To most people, political parties are mysterious animals. We hear of them and understand how they impact us, but most of us don’t take part or understand exactly how they function. If more people don’t become directly involved in party organizations, those parties will be subject to the whims of a tiny minority.


People are often frustrated with the indifference displayed by politicians between elections. When they are seeking your vote, it seems you can’t escape them; they’re phoning, knocking on your door, and filling your mailbox on a daily basis. After the election, most of them vanish. If you want to influence these people between elections, you need to work within the party.

Let’s begin by saying we can’t keep trying to change things through parties that have independence as a main platform. I know, that sounds odd in a book that purports to promote western independence. I’m not trying to tell independence supporters to go underground or give up on party politics. I am using my experience and a pragmatic approach to point out a hard reality.


Bear with me. One-trick pony Political parties are an intrinsic part of our system and no push for independence will be successful without their involvement. While party members and even elected representatives can be openly in support of western independence, no party should explicitly promote independence objectives as part of their mandate or identity. It leads to division, dilution of the vote, and will set back the independence movement. If anything, the constant spawning of political parties for independence divides the movement when people should be working as one for the common goal.


People only have so much capital in dollars, time, and emotion to invest in political movements. If their resources are split too many ways, the secession movement will atrophy.


Advocates for independence should be involved in political parties.

It’s only through direct party involvement we can be assured pro-independence candidates are selected in nominations and that policies always reflect the interests of the West. That said, a party that goes by independence in name, or as its primary mandate will soon be dead in the water. The first problem with an explicitly secessionist party is that it turns it into a single-issue entity. The party might have all the best possible policies—it won’t matter. As soon as secession is in the name, it’s the brand identity people will focus on and it will dilute support immediately.

No one is going to ask a candidate with the Marijuana Party what their stance is on public health care is, neither will anyone concern themselves with the education policies of the Green Party. This is what keeps these parties in the realm of protest- and fringe voter options. They certainly can get messaging out on their prime issues, but they have limited impact on electoral outcomes because of their one-dimensional nature.

■ Actions to take:
1. In the passage on political parties, reproduce the text between "Let’s begin by" and "a hard reality.", inclusive, swapping "pragmatic" for "practical".
2. Sum up the passage on political parties in two sentences.
The entries on this page are not needed for the work.

■ Entries:

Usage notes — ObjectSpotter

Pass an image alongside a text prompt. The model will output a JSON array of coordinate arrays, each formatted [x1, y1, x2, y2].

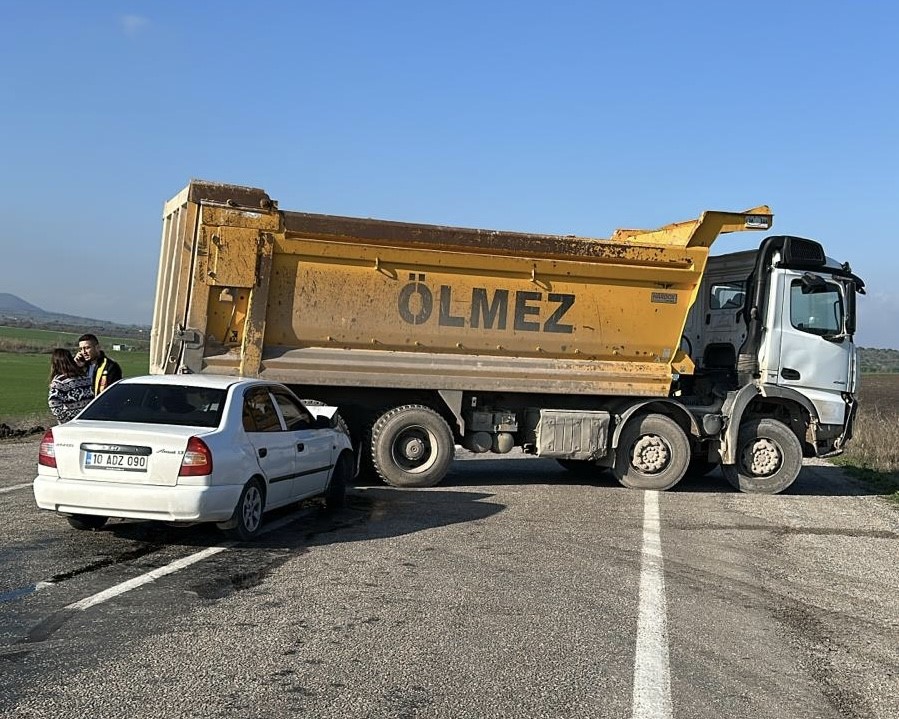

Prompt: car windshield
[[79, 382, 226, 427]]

--

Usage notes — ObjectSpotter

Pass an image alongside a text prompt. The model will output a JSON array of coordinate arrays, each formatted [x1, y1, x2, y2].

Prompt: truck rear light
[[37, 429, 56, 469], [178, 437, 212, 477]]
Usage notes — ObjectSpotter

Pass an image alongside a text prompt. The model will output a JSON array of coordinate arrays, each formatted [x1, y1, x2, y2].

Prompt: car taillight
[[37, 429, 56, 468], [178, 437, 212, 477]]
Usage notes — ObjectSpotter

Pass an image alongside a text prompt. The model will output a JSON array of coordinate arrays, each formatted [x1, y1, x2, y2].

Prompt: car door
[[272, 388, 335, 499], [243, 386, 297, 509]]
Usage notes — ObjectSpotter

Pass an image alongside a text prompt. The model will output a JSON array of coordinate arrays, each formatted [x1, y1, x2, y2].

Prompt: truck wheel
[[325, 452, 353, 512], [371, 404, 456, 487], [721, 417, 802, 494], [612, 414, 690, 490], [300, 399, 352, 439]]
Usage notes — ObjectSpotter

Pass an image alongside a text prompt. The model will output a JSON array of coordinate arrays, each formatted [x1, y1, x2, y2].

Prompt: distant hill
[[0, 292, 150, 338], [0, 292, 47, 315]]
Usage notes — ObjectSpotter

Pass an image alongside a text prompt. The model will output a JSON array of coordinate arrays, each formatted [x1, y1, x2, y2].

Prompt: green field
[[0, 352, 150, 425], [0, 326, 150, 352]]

* * *

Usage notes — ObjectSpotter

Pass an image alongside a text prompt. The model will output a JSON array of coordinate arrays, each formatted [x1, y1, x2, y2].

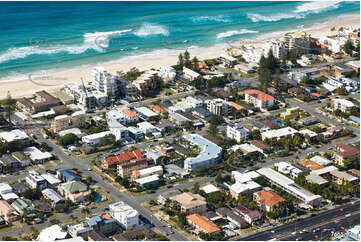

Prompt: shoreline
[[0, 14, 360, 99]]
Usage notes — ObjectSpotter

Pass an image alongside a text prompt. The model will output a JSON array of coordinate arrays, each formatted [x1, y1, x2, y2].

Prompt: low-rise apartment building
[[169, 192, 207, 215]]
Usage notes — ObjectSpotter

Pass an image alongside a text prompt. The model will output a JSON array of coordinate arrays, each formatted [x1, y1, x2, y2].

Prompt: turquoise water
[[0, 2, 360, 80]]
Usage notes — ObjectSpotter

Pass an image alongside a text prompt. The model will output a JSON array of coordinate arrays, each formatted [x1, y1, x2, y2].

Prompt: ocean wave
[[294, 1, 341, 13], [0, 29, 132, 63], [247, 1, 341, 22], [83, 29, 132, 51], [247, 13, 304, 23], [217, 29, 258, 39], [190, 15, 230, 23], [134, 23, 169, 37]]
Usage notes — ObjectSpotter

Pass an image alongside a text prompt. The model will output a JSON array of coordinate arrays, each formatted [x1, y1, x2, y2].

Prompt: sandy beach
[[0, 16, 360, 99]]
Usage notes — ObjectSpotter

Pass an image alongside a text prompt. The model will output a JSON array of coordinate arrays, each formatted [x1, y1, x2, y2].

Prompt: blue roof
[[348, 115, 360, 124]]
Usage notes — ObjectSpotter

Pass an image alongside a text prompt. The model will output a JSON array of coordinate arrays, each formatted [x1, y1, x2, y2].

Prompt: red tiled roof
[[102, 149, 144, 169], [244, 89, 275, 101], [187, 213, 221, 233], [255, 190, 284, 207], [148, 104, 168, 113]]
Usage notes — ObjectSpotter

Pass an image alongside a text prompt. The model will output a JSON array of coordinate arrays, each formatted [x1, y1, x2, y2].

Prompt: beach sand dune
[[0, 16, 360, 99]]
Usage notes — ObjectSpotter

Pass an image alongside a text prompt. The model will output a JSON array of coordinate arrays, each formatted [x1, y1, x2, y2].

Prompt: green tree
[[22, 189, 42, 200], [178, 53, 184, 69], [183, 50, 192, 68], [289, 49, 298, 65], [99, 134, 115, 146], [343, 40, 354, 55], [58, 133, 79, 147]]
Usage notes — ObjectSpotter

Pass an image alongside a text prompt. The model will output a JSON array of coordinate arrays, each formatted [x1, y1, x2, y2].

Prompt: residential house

■ Answers by task:
1.
Let’s begin by saying we can’t keep trying to change things through parties that have independence as a main platform. I know, that sounds odd in a book that purports to promote western independence. I’m not trying to tell independence supporters to go underground or give up on party politics. I am using my experience and a practical approach to point out a hard reality.

2. Supporters of western independence should get directly involved in political parties, which are essential to the system and the place to influence politicians between elections. However, no party should make independence its name or main mandate, because a single-issue party dilutes support, splits people's limited resources, and divides the movement.